TASK DATA:

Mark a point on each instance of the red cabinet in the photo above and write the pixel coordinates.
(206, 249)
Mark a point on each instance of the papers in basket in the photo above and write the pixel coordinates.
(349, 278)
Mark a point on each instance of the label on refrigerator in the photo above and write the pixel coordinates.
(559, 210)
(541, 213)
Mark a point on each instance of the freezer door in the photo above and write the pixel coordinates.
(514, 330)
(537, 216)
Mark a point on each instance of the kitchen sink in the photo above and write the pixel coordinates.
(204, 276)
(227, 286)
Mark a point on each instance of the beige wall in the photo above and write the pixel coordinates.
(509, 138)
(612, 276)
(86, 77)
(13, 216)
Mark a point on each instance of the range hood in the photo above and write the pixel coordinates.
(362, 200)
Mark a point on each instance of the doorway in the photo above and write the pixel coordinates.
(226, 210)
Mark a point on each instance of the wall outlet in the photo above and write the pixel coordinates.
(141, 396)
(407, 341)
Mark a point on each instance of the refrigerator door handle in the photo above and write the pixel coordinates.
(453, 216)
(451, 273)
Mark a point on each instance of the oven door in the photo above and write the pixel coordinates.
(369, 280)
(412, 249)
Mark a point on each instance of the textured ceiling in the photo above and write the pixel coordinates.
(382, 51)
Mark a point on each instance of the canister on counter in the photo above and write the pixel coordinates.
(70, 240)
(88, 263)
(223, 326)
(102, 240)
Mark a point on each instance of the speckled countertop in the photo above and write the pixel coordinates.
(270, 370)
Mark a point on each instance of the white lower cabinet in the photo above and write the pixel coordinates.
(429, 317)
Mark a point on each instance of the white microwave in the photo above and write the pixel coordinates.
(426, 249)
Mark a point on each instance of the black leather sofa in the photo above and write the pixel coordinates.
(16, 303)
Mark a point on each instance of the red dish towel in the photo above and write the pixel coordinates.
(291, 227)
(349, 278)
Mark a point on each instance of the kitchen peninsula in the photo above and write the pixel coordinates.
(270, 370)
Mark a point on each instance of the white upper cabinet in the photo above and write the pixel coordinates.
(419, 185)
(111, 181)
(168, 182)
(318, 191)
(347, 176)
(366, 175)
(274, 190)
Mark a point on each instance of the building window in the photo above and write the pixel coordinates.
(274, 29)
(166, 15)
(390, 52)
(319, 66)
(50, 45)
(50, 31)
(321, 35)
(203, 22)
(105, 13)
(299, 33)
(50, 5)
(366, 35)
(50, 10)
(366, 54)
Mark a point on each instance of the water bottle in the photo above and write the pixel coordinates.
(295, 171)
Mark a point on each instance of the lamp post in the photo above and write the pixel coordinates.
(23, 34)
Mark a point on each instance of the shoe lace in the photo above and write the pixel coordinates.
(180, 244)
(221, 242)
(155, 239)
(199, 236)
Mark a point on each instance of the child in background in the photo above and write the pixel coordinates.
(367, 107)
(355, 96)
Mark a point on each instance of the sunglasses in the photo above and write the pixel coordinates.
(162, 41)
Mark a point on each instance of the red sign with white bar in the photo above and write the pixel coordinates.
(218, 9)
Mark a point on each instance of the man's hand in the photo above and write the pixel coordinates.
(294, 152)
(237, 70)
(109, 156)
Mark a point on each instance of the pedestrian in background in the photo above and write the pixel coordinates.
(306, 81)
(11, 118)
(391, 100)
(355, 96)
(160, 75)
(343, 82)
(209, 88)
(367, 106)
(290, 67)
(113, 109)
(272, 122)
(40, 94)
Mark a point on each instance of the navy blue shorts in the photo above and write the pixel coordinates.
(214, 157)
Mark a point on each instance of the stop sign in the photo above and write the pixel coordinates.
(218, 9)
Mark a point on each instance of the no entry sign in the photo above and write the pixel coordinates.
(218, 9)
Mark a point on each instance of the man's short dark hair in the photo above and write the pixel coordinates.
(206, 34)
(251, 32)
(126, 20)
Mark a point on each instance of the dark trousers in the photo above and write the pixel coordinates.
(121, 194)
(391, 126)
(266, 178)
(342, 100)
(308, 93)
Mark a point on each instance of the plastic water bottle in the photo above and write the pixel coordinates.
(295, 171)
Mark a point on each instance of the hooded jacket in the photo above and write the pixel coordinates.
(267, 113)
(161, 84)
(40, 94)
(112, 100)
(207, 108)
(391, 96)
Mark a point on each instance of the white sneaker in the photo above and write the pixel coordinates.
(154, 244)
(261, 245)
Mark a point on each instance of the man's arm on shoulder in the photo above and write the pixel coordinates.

WHAT YOU NEED TO DO:
Take the entries above and transcribe them in full.

EXPECTED OUTPUT:
Mark a point on each instance of the red cabinet in the photo above and write the pixel coordinates.
(206, 249)
Mark a point on each instance of the papers in basket in the photo above and write the pixel coordinates.
(349, 278)
Mark a point on each instance of the label on refrigerator in the photo above and write the pixel coordinates.
(559, 210)
(541, 213)
Mark a point on each instance of the freezer door in the photo above and write the pixel coordinates.
(514, 330)
(537, 216)
Mark a point on each instance of the kitchen sink in the photo above and write the pixel coordinates.
(204, 276)
(227, 286)
Mark a point on each instance of the beige wall in the photo above and write the pixel coordinates.
(509, 138)
(612, 276)
(86, 77)
(13, 216)
Mark a point on each instance of the range hood in the photo above and write the pixel coordinates.
(362, 200)
Mark a point on each instance of the doorway in the photo above and write the pixel coordinates.
(226, 210)
Mark a point on each instance of the wall outlet in the photo above and write the pixel coordinates.
(141, 396)
(407, 341)
Mark a point on each instance of the refrigerator door handle in the photo above and write the pixel coordinates.
(453, 216)
(451, 273)
Mark a point on each instance of the oven door in the photo above and write the pixel coordinates.
(369, 280)
(412, 249)
Mark a point on each instance of the textured ceiling in the photo above and write the pixel coordinates.
(382, 51)
Mark a point on each instance of the canister on counter in the photo above and write the pixel coordinates.
(70, 240)
(88, 263)
(223, 326)
(102, 240)
Mark a point on each instance of the speckled countertop in the photo above and write the pixel coordinates.
(270, 370)
Mark a point on each instance of the white lower cabinet in the photo above and write the pixel coordinates.
(429, 317)
Mark a point on each instance of the white microwave in the photo above and write the pixel coordinates.
(426, 249)
Mark a point on each instance of the black leather sofa in the photo above and write the pixel coordinates.
(16, 303)
Mark a point on each instance of the red dish towel in the photo above and write the pixel coordinates.
(291, 227)
(349, 278)
Mark a point on each instance of the kitchen peninsula in the photo above and write the pixel coordinates.
(270, 370)
Mark a point on each instance of the white upper cabinet in the photo above and write the pixel coordinates.
(419, 185)
(111, 181)
(168, 182)
(318, 191)
(347, 176)
(366, 175)
(274, 190)
Mark a point on each instance of the building window in the photo above and write the pixel coordinates.
(274, 29)
(166, 15)
(390, 52)
(319, 66)
(50, 45)
(50, 31)
(321, 35)
(203, 22)
(105, 13)
(299, 33)
(50, 5)
(366, 35)
(50, 10)
(366, 54)
Mark a point on each instance of the water bottle in the photo above and write the pixel coordinates.
(295, 171)
Mark a point on each instance of the lamp post in the photo above and write the pixel coordinates.
(23, 34)
Mark a point on each instance of the shoe lace in the photo above and write the pixel coordinates.
(180, 244)
(221, 242)
(155, 239)
(199, 236)
Mark a point on each instance of the child in background in the photo above and write the pixel coordinates.
(367, 107)
(355, 96)
Mark a point on each instance of the sunglasses in the photo above and write the pixel coordinates.
(162, 41)
Mark a point on each instance of the red sign with white bar in the photo above and write the pixel coordinates.
(218, 9)
Mark a point on each instance of the man's hand in the photo above and write the pixel coordinates.
(294, 152)
(237, 70)
(109, 156)
Mark a point on each instance of the pedestrian in background in the photo above and write the pixel coordinates.
(306, 81)
(11, 118)
(391, 100)
(355, 96)
(160, 75)
(343, 82)
(209, 88)
(367, 106)
(290, 67)
(113, 109)
(272, 122)
(40, 94)
Mark a point on each instance of the navy blue shorts in the photo above and write the pixel coordinates.
(214, 157)
Mark a point on each instance of the stop sign in the photo above and write the pixel coordinates.
(218, 9)
Mark a point on each instance of the no entry sign in the photo above and write the pixel coordinates.
(218, 9)
Mark a point on each instance of the man's short dark hair in the photo above and write the pixel coordinates.
(206, 34)
(251, 32)
(126, 20)
Mark a point on each instance of the dark trousers in the photo above and write the pixel coordinates.
(121, 194)
(391, 126)
(266, 178)
(342, 100)
(308, 93)
Mark a point on each instance of the plastic water bottle in the photo above and write the pixel coordinates.
(295, 171)
Mark a point on each instance of the hooded jacket in the photo above and write the pixel coordinates.
(267, 113)
(161, 84)
(40, 94)
(112, 100)
(207, 108)
(391, 96)
Mark a point on each instance of the white sneaker in the photo above and write the pixel coordinates.
(154, 244)
(261, 245)
Mark a point on each instance of the man's arm on shoulder in the photo above and write the pixel coordinates.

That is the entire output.